--- Begin EXCERPTED TEXT ---

While we cannot claim that these traces are broadly representative, they do span a spectrum from many hosts making small connections (the primary flavor of Univsub, Univ19, and Munich) to a few hosts making large, fast connections (Super). We obtained traces of the inbound and outbound traffic at each site's Internet access link; for all but T3, this was a Gbps Ethernet. The volume of traffic at most of the sites is sufficiently high that it is difficult to capture packet header traces without loss. The exception to this is the Munich dataset, which was recorded using specialized hardware able to keep up with the high volume. For the other sites, most of the traces we obtained were filtered, as follows.
We captured Univsub off-hours (10:25 PM, for 5 minutes) with a filter that restricted the traffic to one of the university's three largest subnets. tcpdump reported very little loss (88 packets out of 22.5M before filtering). Thus, this trace is best interpreted as reflecting the performance we would see at a good-sized university rather than a quite large university.

--- End EXCERPTED TEXT ---

▶ [STATED GOAL A]
According to the excerpted text, how much loss did tcpdump report when Univsub was captured?

--- Begin DATA ENTRIES ---

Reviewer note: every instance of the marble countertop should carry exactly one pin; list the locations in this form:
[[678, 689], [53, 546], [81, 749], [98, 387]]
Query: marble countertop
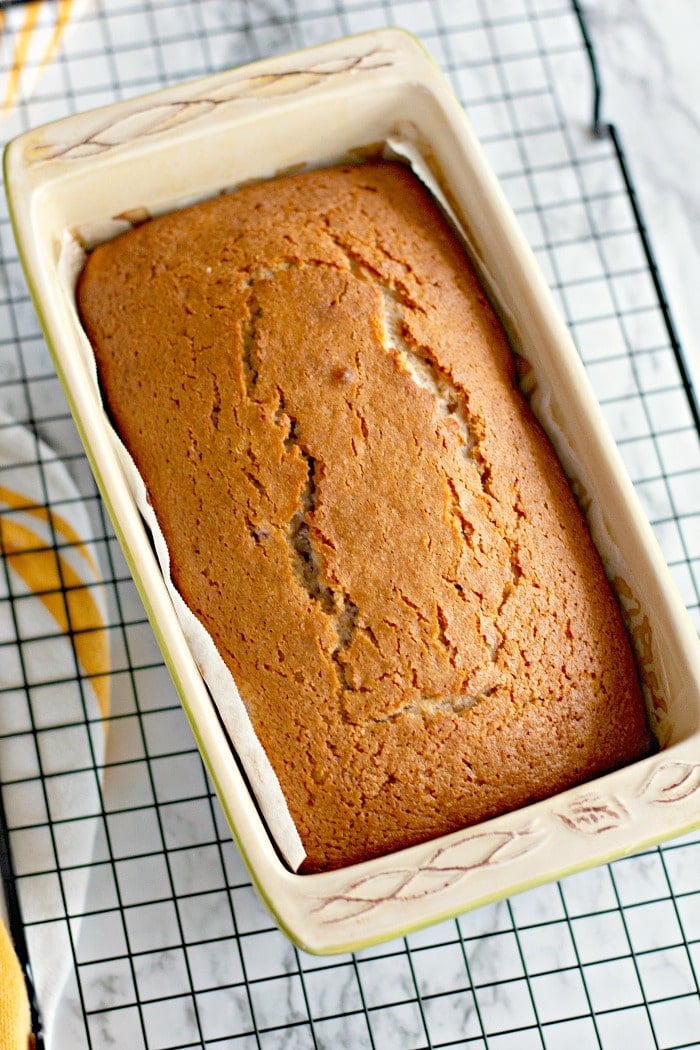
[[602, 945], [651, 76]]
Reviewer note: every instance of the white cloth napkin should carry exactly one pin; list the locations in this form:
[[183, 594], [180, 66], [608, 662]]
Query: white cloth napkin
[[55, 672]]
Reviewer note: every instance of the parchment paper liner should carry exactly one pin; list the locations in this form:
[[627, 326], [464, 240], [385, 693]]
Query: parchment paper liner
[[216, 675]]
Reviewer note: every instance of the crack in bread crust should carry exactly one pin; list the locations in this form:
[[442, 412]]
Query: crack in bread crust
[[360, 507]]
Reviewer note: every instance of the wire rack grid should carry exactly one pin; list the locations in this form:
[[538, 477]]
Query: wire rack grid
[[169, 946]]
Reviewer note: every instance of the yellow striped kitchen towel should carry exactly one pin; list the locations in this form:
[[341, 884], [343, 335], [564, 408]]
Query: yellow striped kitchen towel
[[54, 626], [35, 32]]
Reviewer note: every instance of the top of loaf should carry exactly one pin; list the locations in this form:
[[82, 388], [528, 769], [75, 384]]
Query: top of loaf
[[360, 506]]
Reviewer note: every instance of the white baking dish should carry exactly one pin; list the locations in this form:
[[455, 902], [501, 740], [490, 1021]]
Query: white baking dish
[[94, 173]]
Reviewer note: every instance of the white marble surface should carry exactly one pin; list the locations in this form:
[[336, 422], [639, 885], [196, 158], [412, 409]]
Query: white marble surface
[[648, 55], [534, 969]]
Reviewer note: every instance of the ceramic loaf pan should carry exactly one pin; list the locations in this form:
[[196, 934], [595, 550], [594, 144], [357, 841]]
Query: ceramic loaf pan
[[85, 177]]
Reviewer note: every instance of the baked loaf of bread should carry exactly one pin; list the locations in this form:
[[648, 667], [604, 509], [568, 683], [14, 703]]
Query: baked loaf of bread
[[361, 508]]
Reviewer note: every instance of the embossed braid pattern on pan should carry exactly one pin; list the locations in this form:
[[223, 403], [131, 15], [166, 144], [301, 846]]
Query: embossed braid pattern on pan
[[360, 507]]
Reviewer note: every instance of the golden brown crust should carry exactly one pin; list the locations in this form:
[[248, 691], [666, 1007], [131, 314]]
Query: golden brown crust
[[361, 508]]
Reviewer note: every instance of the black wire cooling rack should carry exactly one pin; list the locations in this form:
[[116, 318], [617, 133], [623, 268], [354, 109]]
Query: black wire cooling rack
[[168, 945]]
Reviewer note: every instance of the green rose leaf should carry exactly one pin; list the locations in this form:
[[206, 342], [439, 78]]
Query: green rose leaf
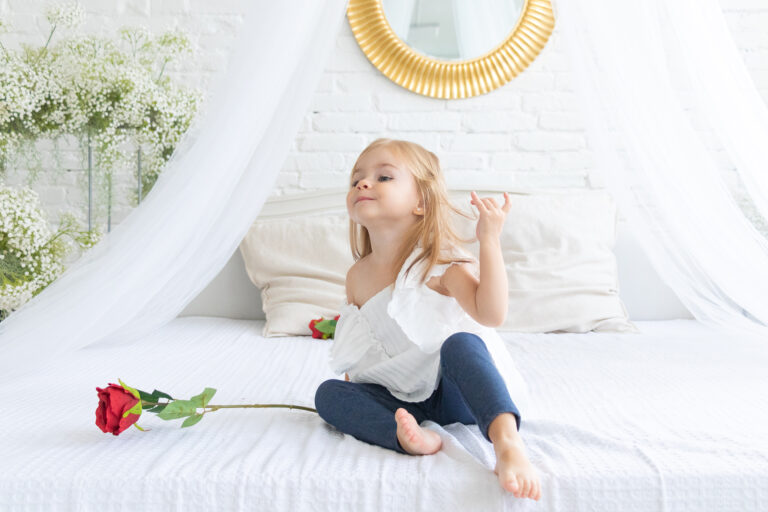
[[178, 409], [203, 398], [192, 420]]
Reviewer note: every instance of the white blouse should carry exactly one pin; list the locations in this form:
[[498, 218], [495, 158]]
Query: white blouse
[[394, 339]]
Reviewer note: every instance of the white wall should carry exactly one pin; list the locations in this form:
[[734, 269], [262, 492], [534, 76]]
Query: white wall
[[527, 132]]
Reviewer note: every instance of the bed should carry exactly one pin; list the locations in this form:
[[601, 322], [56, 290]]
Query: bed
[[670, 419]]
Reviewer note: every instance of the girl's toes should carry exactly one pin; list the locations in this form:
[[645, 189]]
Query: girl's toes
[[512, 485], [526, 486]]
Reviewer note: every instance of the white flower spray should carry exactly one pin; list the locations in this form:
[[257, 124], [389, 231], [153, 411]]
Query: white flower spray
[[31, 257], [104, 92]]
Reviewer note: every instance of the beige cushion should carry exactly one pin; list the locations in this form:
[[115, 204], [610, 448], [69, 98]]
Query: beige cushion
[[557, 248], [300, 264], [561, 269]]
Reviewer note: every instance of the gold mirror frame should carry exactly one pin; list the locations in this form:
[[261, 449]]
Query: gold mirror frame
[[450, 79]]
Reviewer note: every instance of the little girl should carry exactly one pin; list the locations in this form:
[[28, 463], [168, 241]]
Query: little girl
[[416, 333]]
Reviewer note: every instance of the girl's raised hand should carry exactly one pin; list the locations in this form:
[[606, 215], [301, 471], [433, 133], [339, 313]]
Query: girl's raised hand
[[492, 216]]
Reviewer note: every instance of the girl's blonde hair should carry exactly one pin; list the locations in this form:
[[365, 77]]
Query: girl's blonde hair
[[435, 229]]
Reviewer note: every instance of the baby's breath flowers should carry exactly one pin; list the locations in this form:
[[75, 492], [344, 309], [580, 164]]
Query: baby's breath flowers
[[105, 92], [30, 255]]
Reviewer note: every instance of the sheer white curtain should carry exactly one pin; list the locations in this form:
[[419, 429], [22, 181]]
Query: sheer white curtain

--- End DATA ENTRIES ---
--- Begin DATA ENTRIES ---

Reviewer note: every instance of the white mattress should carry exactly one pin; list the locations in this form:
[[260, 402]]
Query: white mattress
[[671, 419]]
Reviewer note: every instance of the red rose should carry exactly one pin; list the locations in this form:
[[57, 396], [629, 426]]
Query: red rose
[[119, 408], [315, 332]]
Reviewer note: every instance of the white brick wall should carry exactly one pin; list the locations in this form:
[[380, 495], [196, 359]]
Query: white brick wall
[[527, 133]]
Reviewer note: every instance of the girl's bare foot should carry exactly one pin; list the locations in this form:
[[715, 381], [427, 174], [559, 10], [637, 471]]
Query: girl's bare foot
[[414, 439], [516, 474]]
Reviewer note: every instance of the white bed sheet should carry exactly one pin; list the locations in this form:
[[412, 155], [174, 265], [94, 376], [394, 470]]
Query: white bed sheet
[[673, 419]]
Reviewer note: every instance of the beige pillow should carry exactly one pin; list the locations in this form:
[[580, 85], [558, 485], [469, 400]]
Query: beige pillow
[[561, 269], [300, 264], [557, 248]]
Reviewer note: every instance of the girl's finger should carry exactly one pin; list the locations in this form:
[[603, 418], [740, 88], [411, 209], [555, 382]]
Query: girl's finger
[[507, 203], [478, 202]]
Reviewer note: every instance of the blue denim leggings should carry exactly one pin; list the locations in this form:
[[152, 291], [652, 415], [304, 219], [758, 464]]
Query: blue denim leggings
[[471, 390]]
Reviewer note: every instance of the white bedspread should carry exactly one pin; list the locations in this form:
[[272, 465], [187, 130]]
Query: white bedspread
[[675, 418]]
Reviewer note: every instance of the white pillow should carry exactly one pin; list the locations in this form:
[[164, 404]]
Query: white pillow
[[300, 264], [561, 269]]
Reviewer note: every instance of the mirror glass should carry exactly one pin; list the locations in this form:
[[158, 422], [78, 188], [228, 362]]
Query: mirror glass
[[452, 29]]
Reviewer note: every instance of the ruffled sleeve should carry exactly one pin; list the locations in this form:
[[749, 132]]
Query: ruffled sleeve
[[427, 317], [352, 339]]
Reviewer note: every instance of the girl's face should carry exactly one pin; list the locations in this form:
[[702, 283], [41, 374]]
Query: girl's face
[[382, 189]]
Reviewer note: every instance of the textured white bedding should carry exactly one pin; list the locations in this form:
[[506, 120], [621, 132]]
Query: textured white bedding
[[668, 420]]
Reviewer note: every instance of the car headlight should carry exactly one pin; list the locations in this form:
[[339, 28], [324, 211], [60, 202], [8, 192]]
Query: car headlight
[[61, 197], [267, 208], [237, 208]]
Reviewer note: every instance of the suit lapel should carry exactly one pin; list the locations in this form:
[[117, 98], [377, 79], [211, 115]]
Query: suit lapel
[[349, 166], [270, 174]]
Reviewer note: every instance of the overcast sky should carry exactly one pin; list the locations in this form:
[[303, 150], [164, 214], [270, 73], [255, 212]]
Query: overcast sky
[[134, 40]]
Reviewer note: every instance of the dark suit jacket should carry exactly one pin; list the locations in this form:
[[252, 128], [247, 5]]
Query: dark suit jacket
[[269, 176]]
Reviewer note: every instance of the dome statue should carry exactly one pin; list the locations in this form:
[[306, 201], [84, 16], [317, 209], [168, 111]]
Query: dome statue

--- End DATA ENTRIES ---

▶ [STATED GOAL B]
Collect every line of the entries above that contains the string "sheer", matching case exactly.

▶ [WRITTEN ANSWER A]
Very little: 88 packets out of 22.5M before filtering.

▶ [WRITTEN ANSWER B]
Reviewer note: every instance of the sheer white curtain should carry exactly one pin; list the locations in this form:
Query: sheer white curtain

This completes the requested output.